[Data for the task — start]

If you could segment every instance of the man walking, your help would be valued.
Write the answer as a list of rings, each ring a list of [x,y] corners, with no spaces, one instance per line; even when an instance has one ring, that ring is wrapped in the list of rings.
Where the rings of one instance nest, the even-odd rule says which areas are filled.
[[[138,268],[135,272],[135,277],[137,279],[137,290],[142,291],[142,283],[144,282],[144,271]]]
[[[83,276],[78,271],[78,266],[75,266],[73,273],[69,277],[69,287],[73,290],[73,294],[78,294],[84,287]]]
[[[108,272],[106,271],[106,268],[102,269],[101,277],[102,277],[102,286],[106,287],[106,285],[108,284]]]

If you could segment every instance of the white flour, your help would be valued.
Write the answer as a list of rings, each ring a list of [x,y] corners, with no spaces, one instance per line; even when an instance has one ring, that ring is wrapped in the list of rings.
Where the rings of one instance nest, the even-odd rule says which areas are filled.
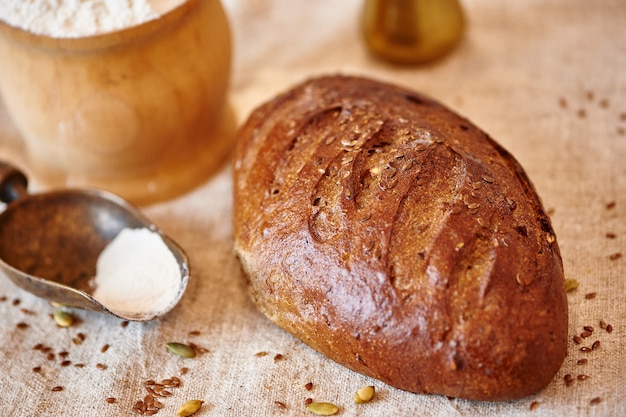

[Data for the task — finish]

§ **Exercise prompt**
What is the number of lines in the data that include the word "every"? State only that number.

§ **Answer for the task**
2